[Dataset records about object locations]

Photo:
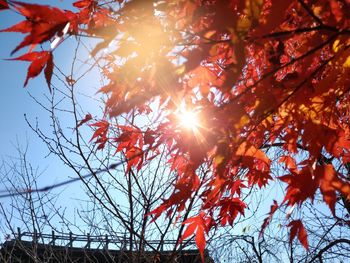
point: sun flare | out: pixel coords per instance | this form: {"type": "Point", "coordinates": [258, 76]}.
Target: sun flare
{"type": "Point", "coordinates": [188, 119]}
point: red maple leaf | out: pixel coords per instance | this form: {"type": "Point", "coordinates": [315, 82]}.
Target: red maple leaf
{"type": "Point", "coordinates": [39, 61]}
{"type": "Point", "coordinates": [4, 5]}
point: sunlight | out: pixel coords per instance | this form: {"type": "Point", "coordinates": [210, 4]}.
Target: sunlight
{"type": "Point", "coordinates": [188, 119]}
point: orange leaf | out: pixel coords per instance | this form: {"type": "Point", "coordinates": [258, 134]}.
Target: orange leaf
{"type": "Point", "coordinates": [39, 61]}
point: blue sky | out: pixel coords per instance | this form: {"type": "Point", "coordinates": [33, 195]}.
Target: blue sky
{"type": "Point", "coordinates": [16, 101]}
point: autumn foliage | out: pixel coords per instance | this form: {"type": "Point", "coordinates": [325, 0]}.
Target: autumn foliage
{"type": "Point", "coordinates": [258, 75]}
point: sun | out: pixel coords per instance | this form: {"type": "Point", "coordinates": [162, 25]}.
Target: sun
{"type": "Point", "coordinates": [188, 119]}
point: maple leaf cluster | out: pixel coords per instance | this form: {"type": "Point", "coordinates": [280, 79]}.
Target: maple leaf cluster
{"type": "Point", "coordinates": [260, 74]}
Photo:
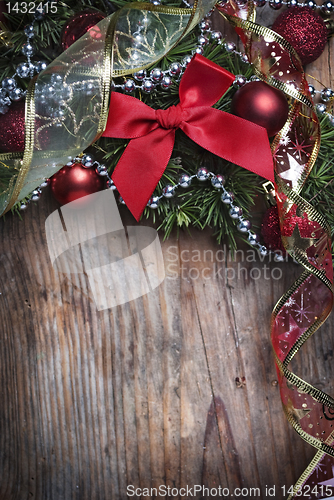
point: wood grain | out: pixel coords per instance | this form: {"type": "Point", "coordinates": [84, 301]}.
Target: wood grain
{"type": "Point", "coordinates": [175, 388]}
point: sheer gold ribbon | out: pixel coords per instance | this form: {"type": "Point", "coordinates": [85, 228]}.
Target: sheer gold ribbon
{"type": "Point", "coordinates": [67, 106]}
{"type": "Point", "coordinates": [305, 233]}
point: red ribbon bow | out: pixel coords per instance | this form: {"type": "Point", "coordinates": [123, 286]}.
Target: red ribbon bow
{"type": "Point", "coordinates": [152, 132]}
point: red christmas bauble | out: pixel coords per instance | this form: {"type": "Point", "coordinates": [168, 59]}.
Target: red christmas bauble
{"type": "Point", "coordinates": [79, 24]}
{"type": "Point", "coordinates": [12, 130]}
{"type": "Point", "coordinates": [73, 182]}
{"type": "Point", "coordinates": [270, 230]}
{"type": "Point", "coordinates": [305, 30]}
{"type": "Point", "coordinates": [259, 103]}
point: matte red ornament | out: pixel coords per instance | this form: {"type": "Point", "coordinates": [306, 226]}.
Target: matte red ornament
{"type": "Point", "coordinates": [79, 24]}
{"type": "Point", "coordinates": [270, 230]}
{"type": "Point", "coordinates": [262, 104]}
{"type": "Point", "coordinates": [305, 30]}
{"type": "Point", "coordinates": [73, 182]}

## What is expected
Take the records above and transcribe them exactly, dropping every picture.

## Output for this exercise
Photo:
point: sun flare | out: pixel coords per instance | this form: {"type": "Point", "coordinates": [258, 76]}.
Target: sun flare
{"type": "Point", "coordinates": [188, 119]}
point: red maple leaf | out: pixel coords per instance | this form: {"type": "Point", "coordinates": [315, 82]}.
Target: red maple leaf
{"type": "Point", "coordinates": [39, 61]}
{"type": "Point", "coordinates": [4, 5]}
point: sunlight | out: pixel coords per instance | this form: {"type": "Point", "coordinates": [210, 4]}.
Target: sunlight
{"type": "Point", "coordinates": [188, 119]}
point: orange leaf | out: pixel coords per instance | this form: {"type": "Point", "coordinates": [258, 134]}.
Target: orange leaf
{"type": "Point", "coordinates": [39, 61]}
point: blue sky | out: pixel coords per instance | this form: {"type": "Point", "coordinates": [33, 195]}.
Target: blue sky
{"type": "Point", "coordinates": [16, 101]}
point: autumn foliage | out: pixel coords per instance | this form: {"type": "Point", "coordinates": [325, 0]}.
Target: autumn foliage
{"type": "Point", "coordinates": [258, 75]}
point: sun | out: pixel coords per instance | this form: {"type": "Point", "coordinates": [162, 25]}.
Target: sun
{"type": "Point", "coordinates": [188, 119]}
point: maple leaf cluster | out: pixel coords per instance | this form: {"type": "Point", "coordinates": [280, 79]}.
Target: maple leaf cluster
{"type": "Point", "coordinates": [260, 74]}
Photo:
point: wood grain | out: pixel coords per instance | this form: {"type": "Point", "coordinates": [84, 301]}.
Target: wood grain
{"type": "Point", "coordinates": [175, 388]}
point: sheer gold ribbon | out: pixel coords per instance | this form: {"type": "Point", "coordinates": [85, 228]}.
Target: sheer gold ribbon
{"type": "Point", "coordinates": [67, 106]}
{"type": "Point", "coordinates": [305, 233]}
point: red ribbon bow | out: pixel coords per instance | this form: {"type": "Point", "coordinates": [123, 286]}.
Target: red ribbon bow
{"type": "Point", "coordinates": [152, 132]}
point: red christmas bauble | out: pixel coords per instance | this form: {"type": "Point", "coordinates": [168, 59]}.
Target: red christmas bauble
{"type": "Point", "coordinates": [79, 24]}
{"type": "Point", "coordinates": [12, 130]}
{"type": "Point", "coordinates": [73, 182]}
{"type": "Point", "coordinates": [270, 230]}
{"type": "Point", "coordinates": [305, 30]}
{"type": "Point", "coordinates": [259, 103]}
point: matte red ornament | out: pixel coords per instance | this form: {"type": "Point", "coordinates": [306, 226]}.
Target: matte red ornament
{"type": "Point", "coordinates": [79, 24]}
{"type": "Point", "coordinates": [270, 230]}
{"type": "Point", "coordinates": [262, 104]}
{"type": "Point", "coordinates": [305, 30]}
{"type": "Point", "coordinates": [73, 182]}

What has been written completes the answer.